Rewrite the entries below with "green narrow leaf" changed to "thin green leaf" and everything else kept the same. Leave the pictures out of your answer.

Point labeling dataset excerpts
::::

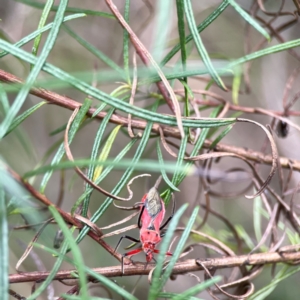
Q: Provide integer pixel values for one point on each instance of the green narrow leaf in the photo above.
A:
(94, 154)
(4, 99)
(61, 151)
(179, 164)
(105, 151)
(198, 288)
(168, 270)
(78, 259)
(163, 10)
(171, 295)
(250, 20)
(42, 22)
(283, 274)
(106, 171)
(126, 42)
(200, 28)
(102, 279)
(22, 95)
(148, 164)
(257, 207)
(91, 48)
(4, 252)
(154, 288)
(34, 34)
(181, 30)
(163, 172)
(69, 9)
(122, 182)
(52, 274)
(199, 45)
(220, 136)
(236, 84)
(17, 121)
(198, 145)
(115, 102)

::::

= OUTPUT FOR THIS TASK =
Q: Provide integer pixel values for one point on each instance of the thin green leaf in the photo above.
A:
(94, 154)
(4, 99)
(61, 151)
(179, 164)
(105, 151)
(198, 288)
(168, 270)
(78, 259)
(163, 10)
(171, 295)
(250, 20)
(42, 22)
(283, 274)
(106, 171)
(126, 42)
(200, 28)
(102, 279)
(22, 95)
(148, 164)
(257, 207)
(91, 48)
(4, 252)
(154, 288)
(34, 34)
(181, 30)
(163, 172)
(69, 9)
(122, 182)
(52, 274)
(199, 45)
(220, 136)
(236, 84)
(17, 121)
(198, 145)
(115, 102)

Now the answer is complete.